Reading text:
============================================================
127 of 129 people found the following review helpful:
5.0 out of 5 stars Great Distillation and Updating of Graham and Buffett, January 30, 2001
By 
Donald Mitchell "Jesus Loves You!" (Thanks for Providing My Reviews over 109,000 Helpful Votes Globally) - See all my reviews
(VINE VOICE)    (HALL OF FAME REVIEWER)    (TOP 100 REVIEWER)   
Although the definitive popular book on Benjamin Graham and Warren Buffett remains to be written, this excellent work is certainly the state-of-the-art in this area. For those who do not have the time or inclination to read the writings and speeches of these important investment thinkers, you get the key kernels of wisdom in action-oriented doses here. This is the first book I have read that gives the stock investor who wants to outperform the market averages a sense of what is involved in order to have a chance. The examples of how to apply these methods to companies like General Electric, Coca-Cola, Microsoft, and internet retailers are very helpful. I thought this book was much more valuable in every way than Buffettology.

Both Graham and Buffett see buying stock as being the same as buying a whole company. The analytical methods involved are similar to those used by companies thinking about making an acquisition, except there is no need to consider what the joint operating benefits of the companies will be. The strength of this approach to stock investing is that if stock values for a company fall too low another company or group of cash-flow-oriented investors will acquire the whole company. In the long run, stocks should not fall too far below their intrinsic value (a Graham concept) as cash flow generators.

The book is organized into three sections. The first looks at whether the stock market is efficient or not. If it is, you cannot beat it. If it is not, you can beat it by investing where it is not efficient. The evidence here summarized estimates that the stock market is at least 20 percent inefficient and becoming more so. I am aware of a number of studies showing other kinds of inefficiency that Professor Cunningham does not cite. My own personal view is that the stock market is not very efficient at all, but is relatively predictable within a band of probability.

A particular strength of this section is in creating a summary of many of the arguments for stock market efficiency and inefficiency. Trust me. Unless you really love reading this kind of research (which I happen to), you will be better off reading the summaries here rather than the originals.
============================================================
[Data items]
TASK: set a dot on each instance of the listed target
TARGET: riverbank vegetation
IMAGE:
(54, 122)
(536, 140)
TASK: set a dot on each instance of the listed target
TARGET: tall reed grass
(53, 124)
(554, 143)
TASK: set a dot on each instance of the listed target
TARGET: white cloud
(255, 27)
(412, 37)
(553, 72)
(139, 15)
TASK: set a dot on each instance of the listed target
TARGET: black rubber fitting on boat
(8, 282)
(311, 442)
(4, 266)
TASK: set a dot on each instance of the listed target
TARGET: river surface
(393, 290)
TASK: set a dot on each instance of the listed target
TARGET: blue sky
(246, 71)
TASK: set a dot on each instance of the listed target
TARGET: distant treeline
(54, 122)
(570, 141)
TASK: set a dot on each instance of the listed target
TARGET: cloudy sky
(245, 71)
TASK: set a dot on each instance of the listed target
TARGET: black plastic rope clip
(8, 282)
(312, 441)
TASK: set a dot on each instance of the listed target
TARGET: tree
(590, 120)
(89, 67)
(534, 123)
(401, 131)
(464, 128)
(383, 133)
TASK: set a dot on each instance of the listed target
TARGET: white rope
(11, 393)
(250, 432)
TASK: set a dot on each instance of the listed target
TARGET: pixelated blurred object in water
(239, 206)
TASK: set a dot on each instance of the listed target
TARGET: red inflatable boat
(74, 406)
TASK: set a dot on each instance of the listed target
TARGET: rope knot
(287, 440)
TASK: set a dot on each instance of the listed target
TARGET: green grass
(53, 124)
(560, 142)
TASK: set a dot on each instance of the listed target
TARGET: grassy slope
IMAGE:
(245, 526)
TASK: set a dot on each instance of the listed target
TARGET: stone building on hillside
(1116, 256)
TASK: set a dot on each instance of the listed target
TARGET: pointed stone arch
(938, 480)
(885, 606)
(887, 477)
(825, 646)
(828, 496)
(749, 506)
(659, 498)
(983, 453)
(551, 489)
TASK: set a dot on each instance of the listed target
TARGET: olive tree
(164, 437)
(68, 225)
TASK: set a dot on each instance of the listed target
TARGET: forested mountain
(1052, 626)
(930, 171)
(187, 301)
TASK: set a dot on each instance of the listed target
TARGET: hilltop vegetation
============================================================
Please return the part of the review from "Both Graham and" to "cash flow generators.", copied word for word.

Both Graham and Buffett see buying stock as being the same as buying a whole company. The analytical methods involved are similar to those used by companies thinking about making an acquisition, except there is no need to consider what the joint operating benefits of the companies will be. The strength of this approach to stock investing is that if stock values for a company fall too low another company or group of cash-flow-oriented investors will acquire the whole company. In the long run, stocks should not fall too far below their intrinsic value (a Graham concept) as cash flow generators.